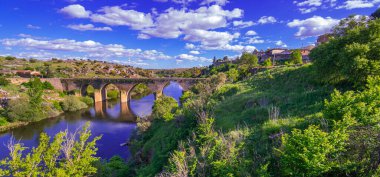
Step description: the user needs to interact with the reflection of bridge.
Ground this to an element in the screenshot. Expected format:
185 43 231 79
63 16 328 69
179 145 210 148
94 101 136 122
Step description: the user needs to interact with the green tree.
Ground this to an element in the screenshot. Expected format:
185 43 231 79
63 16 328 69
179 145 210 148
263 57 272 67
0 76 11 86
152 96 178 121
0 123 101 177
240 52 259 68
226 68 239 82
310 19 380 87
371 8 380 19
290 50 303 64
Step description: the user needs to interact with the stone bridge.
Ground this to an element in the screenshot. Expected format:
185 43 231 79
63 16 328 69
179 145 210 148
10 78 205 103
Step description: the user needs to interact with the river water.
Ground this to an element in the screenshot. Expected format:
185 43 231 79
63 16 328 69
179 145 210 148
0 82 182 160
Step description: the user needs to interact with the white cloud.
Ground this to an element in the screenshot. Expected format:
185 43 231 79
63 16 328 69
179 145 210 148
67 24 112 31
248 36 265 44
59 4 91 18
176 54 212 62
26 24 41 29
287 16 339 38
200 0 229 6
185 43 195 49
245 30 257 36
90 6 153 29
275 40 288 48
258 16 277 24
337 0 380 9
0 38 172 60
232 20 255 28
189 50 201 55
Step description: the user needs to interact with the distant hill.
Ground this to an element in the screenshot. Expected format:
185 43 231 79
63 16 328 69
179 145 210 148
0 56 153 78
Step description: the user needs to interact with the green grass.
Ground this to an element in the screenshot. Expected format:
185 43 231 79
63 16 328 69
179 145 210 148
215 65 333 175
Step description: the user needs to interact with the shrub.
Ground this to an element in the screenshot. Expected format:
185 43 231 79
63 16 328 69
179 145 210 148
324 77 380 125
43 81 54 90
0 76 10 86
61 95 87 112
107 90 119 100
152 96 178 121
277 125 348 176
263 58 272 67
7 97 43 122
80 96 94 106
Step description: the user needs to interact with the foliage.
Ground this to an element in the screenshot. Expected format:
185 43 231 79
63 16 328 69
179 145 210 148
107 89 119 100
371 8 380 19
263 57 273 67
152 96 178 121
0 124 101 177
290 50 303 64
95 156 129 177
130 84 152 99
226 68 239 82
310 17 380 87
277 125 348 176
61 95 87 112
240 52 259 68
80 96 94 106
0 76 10 86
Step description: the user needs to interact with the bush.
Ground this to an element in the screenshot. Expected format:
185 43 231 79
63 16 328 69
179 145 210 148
43 81 54 90
107 90 119 100
277 125 348 176
310 18 380 87
61 95 87 112
152 96 178 121
0 76 11 86
80 96 94 106
324 77 380 125
7 97 43 122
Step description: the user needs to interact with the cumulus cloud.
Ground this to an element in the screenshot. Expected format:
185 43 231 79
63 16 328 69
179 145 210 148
0 38 172 60
59 4 91 18
26 24 41 29
90 6 153 29
176 54 212 62
189 50 201 55
245 30 257 36
232 20 255 28
258 16 277 24
287 16 339 38
67 24 112 31
337 0 380 9
201 0 229 6
275 40 288 48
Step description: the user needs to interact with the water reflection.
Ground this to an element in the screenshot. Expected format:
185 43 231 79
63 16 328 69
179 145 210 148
0 83 182 159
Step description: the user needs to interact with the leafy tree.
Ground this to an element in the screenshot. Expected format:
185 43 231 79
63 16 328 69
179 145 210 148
152 96 178 121
290 50 303 64
0 76 11 86
0 123 101 177
371 8 380 19
226 68 239 82
240 52 259 68
276 125 348 176
5 56 16 61
324 77 380 125
263 57 272 67
310 17 380 87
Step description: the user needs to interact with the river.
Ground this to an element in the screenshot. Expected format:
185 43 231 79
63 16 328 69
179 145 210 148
0 82 182 159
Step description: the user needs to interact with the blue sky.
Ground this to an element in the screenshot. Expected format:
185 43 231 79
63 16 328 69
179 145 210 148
0 0 380 68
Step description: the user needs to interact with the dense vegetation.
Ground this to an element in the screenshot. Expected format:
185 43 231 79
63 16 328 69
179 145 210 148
0 7 380 177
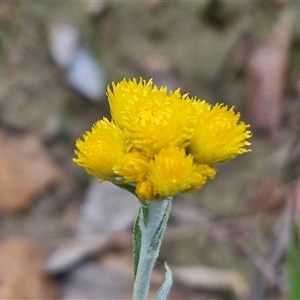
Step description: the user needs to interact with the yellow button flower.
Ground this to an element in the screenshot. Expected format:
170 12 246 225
73 118 125 180
108 80 195 156
114 150 150 183
74 79 251 200
189 101 251 164
144 147 209 198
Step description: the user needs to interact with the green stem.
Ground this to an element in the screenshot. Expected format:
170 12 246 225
133 198 172 300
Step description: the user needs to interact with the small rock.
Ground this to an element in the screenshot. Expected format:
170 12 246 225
67 46 106 102
49 23 80 67
0 129 60 212
0 237 58 300
49 23 106 102
78 178 139 236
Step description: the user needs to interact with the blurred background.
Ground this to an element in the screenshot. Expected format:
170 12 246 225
0 0 300 300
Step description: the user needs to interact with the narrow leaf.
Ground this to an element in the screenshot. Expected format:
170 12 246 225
148 201 172 253
153 263 173 300
133 208 143 279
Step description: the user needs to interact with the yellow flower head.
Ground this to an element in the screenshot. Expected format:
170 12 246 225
137 147 215 200
108 80 195 156
114 150 150 183
189 101 251 164
73 119 125 180
74 79 251 200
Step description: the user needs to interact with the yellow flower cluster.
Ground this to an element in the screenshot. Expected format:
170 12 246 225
74 79 251 200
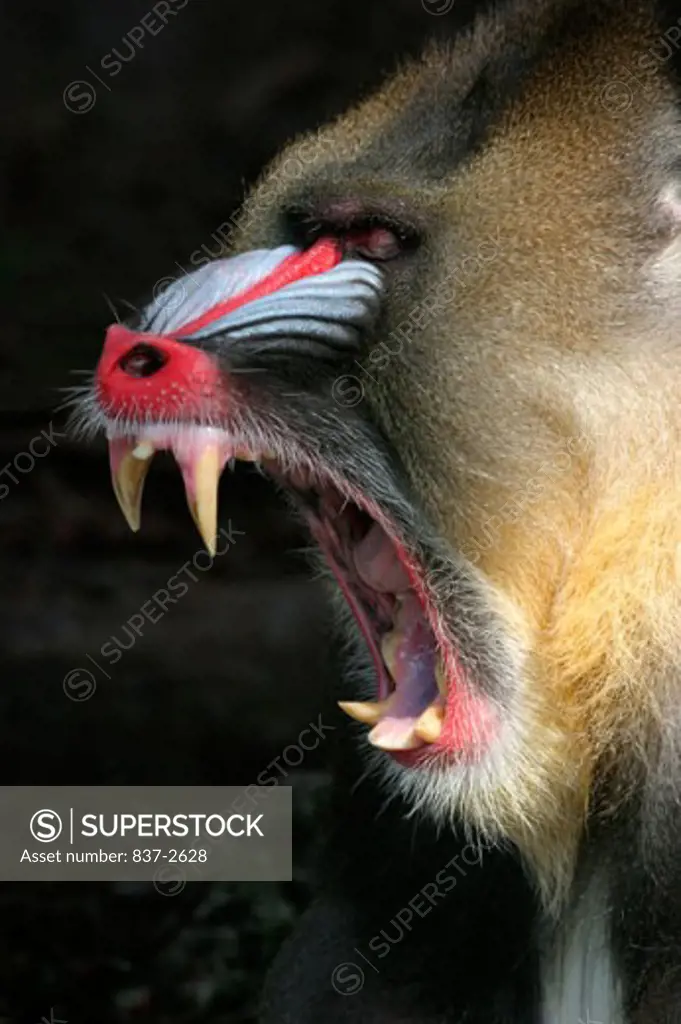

◆ ◆ ◆ ◆ ◆ ◆ ◆

### What needs to be done
Pick out every line above that contains the word "flower" and copy each one.

### Written reply
Step description: the user needs to interact with the yellow button flower.
Step description: the user needs to interact with the yellow flower head.
Step description: the user needs to interact with the yellow flower cluster.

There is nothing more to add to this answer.